Extract

Scientists Identify Factors That Make People Naturally Resistant to H.I.V.

Studying key points on the H.I.V. virus that are weak to immune system attacks could lead to new treatments or H.I.V. vaccines

Scanning electron micrograph of HIV-1 (in green) budding from cultured lymphocyte (a type of white blood cell). Multiple round bumps on cell surface represent sites of assembly and budding of virions. CDC / C. Goldsmith / P. Feorino / E. L. Palmer / W. R. McManus

Developing an H.I.V. vaccine has been a perplexing challenge that has mostly resulted in failure, but now scientists have identified key factors that allow some people to naturally suppress the H.I.V. virus—work that could lead to better vaccines to both treat and prevent the infection. Researchers believe they have identified crucial points on the virus's surface where the immune system can successfully attack H.I.V.

The research, conducted by the Ragon Institute, a collaboration of various affiliates of Harvard University and the Massachusetts Institute of Technology (MIT), is presented in a new paper published in the journal Science. It builds on a study of two small groups of people who are naturally able to control the spread of H.I.V. much better than the average patient.

“What takes medicine forward is really learning from patients,” says Bruce Walker, director of the Ragon Institute and senior author of the study. “It's seeing something in the clinic that doesn't fit the usual pattern, like somebody who is doing really well despite being H.I.V. infected, that identifies the outliers that ultimately are so critical to explaining the whole disease process.”

One group called “viremic controllers,” less than five percent of those infected with H.I.V., are able to hold the virus in their blood to fewer than 2,000 copies per milliliter for many years, sometimes decades, without using antiretroviral drugs. “Elite controllers,” less than half of one percent of H.I.V. carriers, have even more potent immune control and are able to suppress the virus below the level of detection (50 copies per milliliter of blood) using the standard test for H.I.V. infection. (H.I.V. generally spreads rapidly, infecting and killing immune system cells and leaving a person increasingly vulnerable to common infections after about ten years without antiretroviral treatment.) Ragon has identified about 1,800 controllers over fifteen years of searching worldwide.

Problems and tasks
1: According to the article about natural resistance to H.I.V., how many controllers has Ragon identified?
2: Reproduce word for word the part of the H.I.V. article between "Developing an H.I.V." and "the average patient.", inclusive.
Rely only on the article about natural resistance to H.I.V.

Source information

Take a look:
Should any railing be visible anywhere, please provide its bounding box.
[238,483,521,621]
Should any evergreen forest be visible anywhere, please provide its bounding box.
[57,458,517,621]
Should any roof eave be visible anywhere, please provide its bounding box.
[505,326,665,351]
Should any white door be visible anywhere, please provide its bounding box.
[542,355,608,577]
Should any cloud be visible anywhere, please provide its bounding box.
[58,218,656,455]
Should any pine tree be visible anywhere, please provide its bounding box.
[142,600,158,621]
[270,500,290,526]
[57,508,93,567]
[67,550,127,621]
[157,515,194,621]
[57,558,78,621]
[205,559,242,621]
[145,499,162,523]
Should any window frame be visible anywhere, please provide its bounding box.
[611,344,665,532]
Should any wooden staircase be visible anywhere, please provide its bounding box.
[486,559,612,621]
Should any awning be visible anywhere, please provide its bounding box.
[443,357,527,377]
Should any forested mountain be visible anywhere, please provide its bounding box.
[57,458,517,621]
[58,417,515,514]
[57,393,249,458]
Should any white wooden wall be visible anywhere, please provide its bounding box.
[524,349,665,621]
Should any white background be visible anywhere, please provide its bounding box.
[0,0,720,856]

* * *

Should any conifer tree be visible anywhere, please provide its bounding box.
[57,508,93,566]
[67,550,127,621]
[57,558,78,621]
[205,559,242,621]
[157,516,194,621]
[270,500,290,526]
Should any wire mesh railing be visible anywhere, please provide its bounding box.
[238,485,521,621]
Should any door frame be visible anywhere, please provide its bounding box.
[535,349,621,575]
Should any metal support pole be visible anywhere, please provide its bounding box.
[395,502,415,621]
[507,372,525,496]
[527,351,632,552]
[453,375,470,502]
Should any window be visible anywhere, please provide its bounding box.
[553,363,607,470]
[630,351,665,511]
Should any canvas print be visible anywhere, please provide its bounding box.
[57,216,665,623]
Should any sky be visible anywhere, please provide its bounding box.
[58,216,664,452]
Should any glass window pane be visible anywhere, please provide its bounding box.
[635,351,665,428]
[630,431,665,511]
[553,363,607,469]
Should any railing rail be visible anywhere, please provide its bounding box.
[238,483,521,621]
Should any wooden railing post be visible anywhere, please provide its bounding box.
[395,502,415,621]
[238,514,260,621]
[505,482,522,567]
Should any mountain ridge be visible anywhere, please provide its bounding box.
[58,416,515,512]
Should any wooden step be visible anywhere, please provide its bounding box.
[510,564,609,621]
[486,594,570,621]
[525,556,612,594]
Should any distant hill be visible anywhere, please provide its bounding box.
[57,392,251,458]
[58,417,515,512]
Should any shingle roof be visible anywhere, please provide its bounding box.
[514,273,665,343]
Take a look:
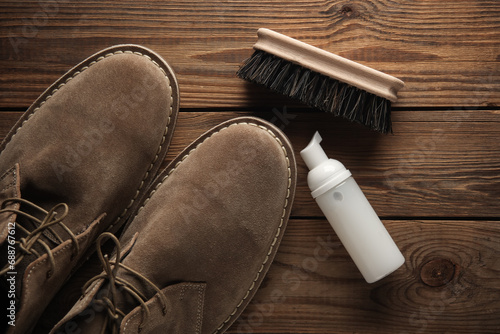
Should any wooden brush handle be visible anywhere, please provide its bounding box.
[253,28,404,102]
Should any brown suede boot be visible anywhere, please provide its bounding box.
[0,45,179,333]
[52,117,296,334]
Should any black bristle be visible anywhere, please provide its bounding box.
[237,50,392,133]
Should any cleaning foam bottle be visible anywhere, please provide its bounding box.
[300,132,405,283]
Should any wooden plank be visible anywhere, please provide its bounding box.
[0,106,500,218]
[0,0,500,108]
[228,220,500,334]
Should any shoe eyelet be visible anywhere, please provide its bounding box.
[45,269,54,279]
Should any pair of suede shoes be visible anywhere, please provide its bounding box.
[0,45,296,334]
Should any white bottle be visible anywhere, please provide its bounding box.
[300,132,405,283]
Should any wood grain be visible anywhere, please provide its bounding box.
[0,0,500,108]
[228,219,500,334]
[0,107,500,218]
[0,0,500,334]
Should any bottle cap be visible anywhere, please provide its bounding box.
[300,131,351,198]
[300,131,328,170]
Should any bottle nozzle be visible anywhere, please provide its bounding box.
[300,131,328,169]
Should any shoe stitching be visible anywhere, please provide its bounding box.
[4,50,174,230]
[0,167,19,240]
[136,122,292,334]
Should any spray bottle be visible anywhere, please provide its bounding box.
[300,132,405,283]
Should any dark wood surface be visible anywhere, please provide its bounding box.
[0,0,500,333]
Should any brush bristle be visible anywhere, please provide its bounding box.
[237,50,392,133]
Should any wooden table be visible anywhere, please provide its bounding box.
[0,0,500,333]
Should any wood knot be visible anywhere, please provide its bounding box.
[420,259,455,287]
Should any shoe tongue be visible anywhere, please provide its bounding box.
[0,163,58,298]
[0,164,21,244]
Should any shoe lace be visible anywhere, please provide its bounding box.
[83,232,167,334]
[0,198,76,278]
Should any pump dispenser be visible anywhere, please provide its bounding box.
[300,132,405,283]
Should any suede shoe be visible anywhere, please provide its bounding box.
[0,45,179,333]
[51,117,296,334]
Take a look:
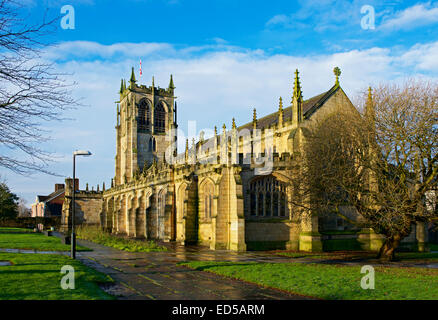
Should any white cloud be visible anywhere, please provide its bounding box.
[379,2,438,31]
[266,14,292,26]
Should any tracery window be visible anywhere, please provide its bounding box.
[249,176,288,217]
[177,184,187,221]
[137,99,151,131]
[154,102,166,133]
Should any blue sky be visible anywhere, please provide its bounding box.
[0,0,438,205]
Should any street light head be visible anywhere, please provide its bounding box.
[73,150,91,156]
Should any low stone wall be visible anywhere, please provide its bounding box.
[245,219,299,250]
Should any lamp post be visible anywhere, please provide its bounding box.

Exercise results
1: About 1,800 controllers over fifteen years of searching worldwide.

2:
Developing an H.I.V. vaccine has been a perplexing challenge that has mostly resulted in failure, but now scientists have identified key factors that allow some people to naturally suppress the H.I.V. virus—work that could lead to better vaccines to both treat and prevent the infection. Researchers believe they have identified crucial points on the virus's surface where the immune system can successfully attack H.I.V.

The research, conducted by the Ragon Institute, a collaboration of various affiliates of Harvard University and the Massachusetts Institute of Technology (MIT), is presented in a new paper published in the journal Science. It builds on a study of two small groups of people who are naturally able to control the spread of H.I.V. much better than the average patient.